** Text block follows **
Ketamine for Depression
“Why aren’t my anti-depressants working?”
If you’re one of the millions of people that have tried SSRI’s (selective serotonin reuptake inhibitors) for depression and anxiety (brands like Prozac, Lexapro, Zoloft, Celexa, Paxil, and others) and found them ineffective, worry not. You are part of a large club that includes fully half of the human population. Until recently, scientists had no good explanation as to why the drugs are failing half of the time (and eventually stop working a third of time), and no good options for those who continue to suffer with depression. But a major new study has demonstrated that our understanding of how SSRI’s work, when they work, has been wrong all along.
With the rise in popularity of SSRI’s, the scientific establishment became dominated by the “serotonin hypothesis” of depression. This is the latest version of the idea (a rather old one) that depression is caused by an imbalance of particular chemicals in the brain. The problem with this idea is that it could never explain why increasing the amount of serotonin in the brain, which SSRI’s do, has never actually been that effective at curing depression. Lo and behold, a recent review of decades of research published in Molecular Psychiatry found that there is no significant link between serotonin and depression. ‘“Many people take antidepressants because they have been led to believe their depression has a biochemical cause, but this new research suggests this belief is not grounded in evidence,” said Joanna Moncrieff, MD, professor of psychiatry at UCL, and a consultant psychiatrist at North East London NHS Foundation Trust (NELFT) in a statement.’
This new research underscores the need for a new approach to treating depression through medicine.
** End of Text block **
** Given records follows **
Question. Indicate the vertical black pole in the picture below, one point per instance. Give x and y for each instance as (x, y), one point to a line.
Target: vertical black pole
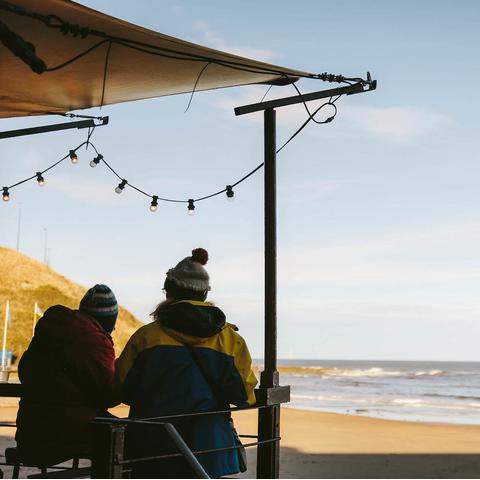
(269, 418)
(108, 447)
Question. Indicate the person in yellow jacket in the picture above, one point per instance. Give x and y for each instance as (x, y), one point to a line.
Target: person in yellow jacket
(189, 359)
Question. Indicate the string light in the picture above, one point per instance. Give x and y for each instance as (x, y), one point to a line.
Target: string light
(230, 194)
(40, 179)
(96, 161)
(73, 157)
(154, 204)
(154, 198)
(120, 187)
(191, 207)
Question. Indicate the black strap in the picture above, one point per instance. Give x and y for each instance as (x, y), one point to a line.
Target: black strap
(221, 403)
** End of Given records **
** Given records follows **
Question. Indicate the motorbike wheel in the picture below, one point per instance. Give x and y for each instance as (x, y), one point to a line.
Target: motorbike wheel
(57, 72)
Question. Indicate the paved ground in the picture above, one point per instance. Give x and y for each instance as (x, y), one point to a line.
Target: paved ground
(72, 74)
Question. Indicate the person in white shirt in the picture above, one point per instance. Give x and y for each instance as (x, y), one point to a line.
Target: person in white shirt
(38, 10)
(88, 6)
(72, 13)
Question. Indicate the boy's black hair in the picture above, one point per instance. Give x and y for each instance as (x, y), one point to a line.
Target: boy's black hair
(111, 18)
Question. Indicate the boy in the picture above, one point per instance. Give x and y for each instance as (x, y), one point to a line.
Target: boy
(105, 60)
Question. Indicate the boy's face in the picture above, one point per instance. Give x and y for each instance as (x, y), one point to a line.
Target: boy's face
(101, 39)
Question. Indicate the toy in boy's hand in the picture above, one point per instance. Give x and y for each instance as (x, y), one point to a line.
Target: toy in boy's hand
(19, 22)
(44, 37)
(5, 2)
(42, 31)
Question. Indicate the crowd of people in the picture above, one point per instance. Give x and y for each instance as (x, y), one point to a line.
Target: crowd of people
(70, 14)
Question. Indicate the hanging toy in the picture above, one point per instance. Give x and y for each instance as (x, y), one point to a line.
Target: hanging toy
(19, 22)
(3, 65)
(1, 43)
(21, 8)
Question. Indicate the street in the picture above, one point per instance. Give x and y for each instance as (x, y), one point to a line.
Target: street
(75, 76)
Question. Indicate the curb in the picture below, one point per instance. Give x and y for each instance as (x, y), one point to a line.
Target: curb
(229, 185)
** End of Given records **
** Given records follows **
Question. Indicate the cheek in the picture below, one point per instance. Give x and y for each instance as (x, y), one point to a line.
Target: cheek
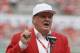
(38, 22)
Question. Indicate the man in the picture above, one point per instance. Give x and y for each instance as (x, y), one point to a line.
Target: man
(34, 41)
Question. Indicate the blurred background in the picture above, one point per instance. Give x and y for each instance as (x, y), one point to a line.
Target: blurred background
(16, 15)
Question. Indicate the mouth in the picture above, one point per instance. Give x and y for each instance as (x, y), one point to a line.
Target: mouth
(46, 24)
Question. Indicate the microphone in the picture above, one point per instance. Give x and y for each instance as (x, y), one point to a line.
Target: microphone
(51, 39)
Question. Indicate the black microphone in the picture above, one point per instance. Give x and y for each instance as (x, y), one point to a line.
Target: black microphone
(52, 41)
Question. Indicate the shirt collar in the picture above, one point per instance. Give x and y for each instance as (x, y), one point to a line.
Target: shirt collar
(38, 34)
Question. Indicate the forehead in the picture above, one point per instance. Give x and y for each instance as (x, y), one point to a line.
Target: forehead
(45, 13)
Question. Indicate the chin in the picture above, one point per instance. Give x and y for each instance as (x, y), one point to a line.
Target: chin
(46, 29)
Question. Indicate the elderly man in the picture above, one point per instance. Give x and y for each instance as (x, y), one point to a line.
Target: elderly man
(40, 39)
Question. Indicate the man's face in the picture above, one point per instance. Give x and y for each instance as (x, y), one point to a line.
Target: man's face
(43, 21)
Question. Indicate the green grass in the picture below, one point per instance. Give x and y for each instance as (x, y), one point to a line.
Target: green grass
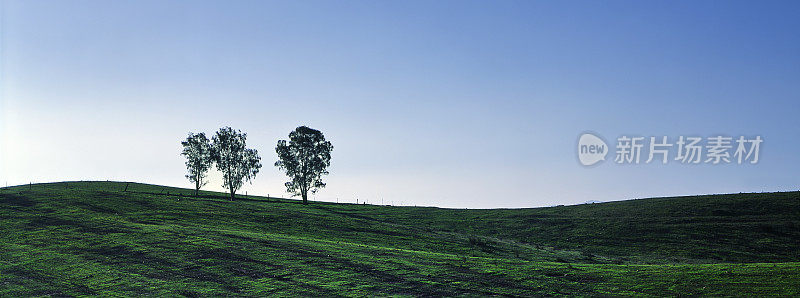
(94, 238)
** End of Given records **
• [Work item A] Duplicate the text on ketamine for depression from "If you’re one" up to and including "wrong all along.".
• [Work item B] According to the text on ketamine for depression, what was the problem with the "serotonin hypothesis" of depression? Answer in one to three sentences.

• [Written answer A]
If you’re one of the millions of people that have tried SSRI’s (selective serotonin reuptake inhibitors) for depression and anxiety (brands like Prozac, Lexapro, Zoloft, Celexa, Paxil, and others) and found them ineffective, worry not. You are part of a large club that includes fully half of the human population. Until recently, scientists had no good explanation as to why the drugs are failing half of the time (and eventually stop working a third of time), and no good options for those who continue to suffer with depression. But a major new study has demonstrated that our understanding of how SSRI’s work, when they work, has been wrong all along.

• [Written answer B] The hypothesis is the latest version of the idea that depression is caused by an imbalance of particular chemicals in the brain. Its problem was that it could never explain why increasing the amount of serotonin in the brain, which SSRIs do, has never been that effective at curing depression.